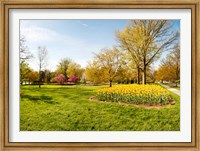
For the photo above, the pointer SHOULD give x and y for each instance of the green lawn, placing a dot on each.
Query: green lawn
(68, 108)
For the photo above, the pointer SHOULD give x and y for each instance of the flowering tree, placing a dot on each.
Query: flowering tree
(73, 79)
(60, 78)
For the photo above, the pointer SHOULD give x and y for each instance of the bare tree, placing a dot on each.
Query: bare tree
(145, 40)
(110, 61)
(25, 56)
(42, 61)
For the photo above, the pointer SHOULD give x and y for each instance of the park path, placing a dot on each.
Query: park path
(172, 89)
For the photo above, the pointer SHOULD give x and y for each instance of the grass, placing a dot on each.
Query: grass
(68, 108)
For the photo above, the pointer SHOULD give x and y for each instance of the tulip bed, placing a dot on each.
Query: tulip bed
(136, 94)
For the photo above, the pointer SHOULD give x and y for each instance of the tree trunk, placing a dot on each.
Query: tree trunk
(138, 76)
(144, 76)
(110, 83)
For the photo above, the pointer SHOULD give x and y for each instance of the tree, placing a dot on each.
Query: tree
(176, 60)
(24, 51)
(25, 55)
(73, 79)
(94, 73)
(24, 70)
(63, 66)
(170, 66)
(145, 40)
(110, 61)
(42, 61)
(75, 69)
(32, 76)
(48, 76)
(60, 78)
(165, 73)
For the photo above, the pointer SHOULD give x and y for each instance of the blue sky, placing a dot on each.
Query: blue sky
(75, 39)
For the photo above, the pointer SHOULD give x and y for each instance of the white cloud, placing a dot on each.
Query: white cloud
(86, 25)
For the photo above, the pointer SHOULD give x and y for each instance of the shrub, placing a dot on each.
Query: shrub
(136, 94)
(73, 79)
(60, 78)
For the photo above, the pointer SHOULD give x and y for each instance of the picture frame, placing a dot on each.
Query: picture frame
(59, 4)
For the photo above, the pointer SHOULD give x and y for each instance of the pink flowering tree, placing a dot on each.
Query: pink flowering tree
(60, 78)
(73, 79)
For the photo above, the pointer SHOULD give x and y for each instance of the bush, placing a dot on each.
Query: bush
(136, 94)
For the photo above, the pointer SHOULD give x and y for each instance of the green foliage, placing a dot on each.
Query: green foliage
(68, 108)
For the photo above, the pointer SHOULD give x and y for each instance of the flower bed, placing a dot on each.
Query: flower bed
(136, 94)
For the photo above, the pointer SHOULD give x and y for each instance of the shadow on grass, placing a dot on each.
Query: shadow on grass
(39, 99)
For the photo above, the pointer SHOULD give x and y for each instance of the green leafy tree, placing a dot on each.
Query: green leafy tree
(145, 40)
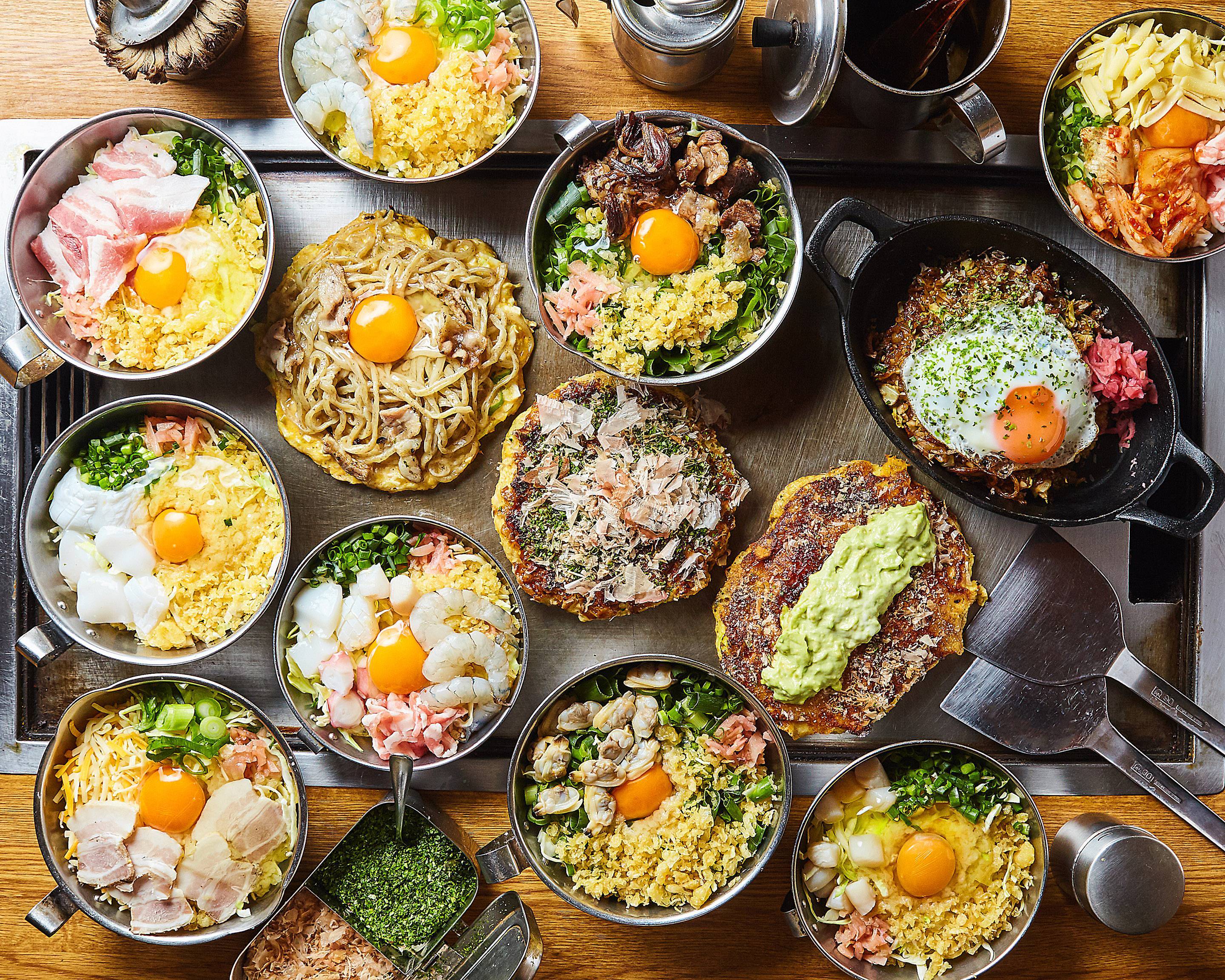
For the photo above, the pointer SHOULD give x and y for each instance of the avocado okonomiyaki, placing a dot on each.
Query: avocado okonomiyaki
(613, 499)
(859, 586)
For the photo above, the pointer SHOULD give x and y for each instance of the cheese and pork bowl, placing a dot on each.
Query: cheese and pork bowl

————————

YOUR INSTRUCTIONS: Rewrite all the entries above with "placing a dot on each" swapped for "marking each one with a dot" wherever it occurs, changing nothing else. Leave the pictures out of your answer.

EXERCISE SOLUTION:
For the photo above, the pointer SHOULD give x and y for each instance of the green lawn, marking each one with a dot.
Query: green lawn
(68, 108)
For the photo above, the pointer SHOULD give x and y for each instance of the flowering tree, marking each one with a dot.
Query: flowering tree
(73, 79)
(60, 78)
For the photo above, the pointer SHOULD give x and y for each instance of the bare tree, marking each one with a dot.
Query: bare tree
(145, 40)
(110, 61)
(25, 56)
(42, 61)
For the photo above, the pointer SHOULD give x and y for each instance of the park path, marking each one with a dot.
Query: park path
(172, 89)
For the photo above, the pointer SHOULD give x and y for each instance of the grass, marking each one with a dot.
Query: grass
(68, 108)
For the photo above, the pointer SHOULD give x and y for each instance of the tulip bed, marking each one with a dot.
Query: tulip bed
(136, 94)
For the photo above, the pointer SHOULD give x and y for each instance of the tree trunk, marking each one with a dot.
Query: tree trunk
(138, 76)
(144, 76)
(110, 83)
For the photo above, the pointer SHOULD give x and y for each instance of the tree, marking each one with a dot.
Query: tree
(176, 60)
(24, 51)
(25, 55)
(73, 79)
(94, 73)
(24, 70)
(63, 66)
(170, 66)
(145, 40)
(110, 61)
(42, 61)
(75, 69)
(32, 76)
(48, 76)
(60, 78)
(165, 73)
For the photo above, the pointer SHOULD give x and y for each instance of the blue sky, marking each one with a dot.
Query: blue sky
(75, 39)
For the photo above, the pointer SHOULD give x and y for each instance of the white cloud, marking each one with a dot.
Query: white cloud
(86, 25)
For the photo above, the pointer SHOULD give x and y for each instance of the shrub, marking each one with a dot.
Query: shrub
(136, 94)
(73, 79)
(60, 78)
For the photo above, the pointer SHOULD give x and y for each instance of the picture frame, marking each one with a dot.
Query: picture frame
(59, 4)
For the photo above, the pointer SHOULD give x and y for each instance of the pink flowering tree, marking each one with a dot.
Query: pink flowering tree
(60, 78)
(73, 79)
For the photo above, the pointer SHOULD give x and y for each instance of the bush, marking each one with a dot.
Query: bush
(136, 94)
For the photo above, the pointer SHOULD give x and y for each instance of the green foliage, marking each one with a dot.
Query: green foliage
(68, 108)
For the photo above, the pointer SHOULD give x and y for each instance of the flower bed, marking each one with a dot.
Query: flower bed
(136, 94)
For the photo above, the pointer SHOULD give x and y for each instance of the shadow on grass, marking each one with a dot.
Query: shadow on grass
(39, 99)
For the photo above, the pointer SHOULD give x and y for each instance of the green leafy tree, marking each one with a dot.
Query: green leafy tree
(145, 40)
For the photo above, the pointer SHOULD give x and y for each instance of the avocado okonomiyaki, marking each one with a dot.
Query: avocado okonomiyaki
(613, 499)
(859, 586)
For the photo above, the pointer SHOULD give x and y for each instance of the cheese and pork bowl, marking each one with a dot.
Query: cheese and pork bowl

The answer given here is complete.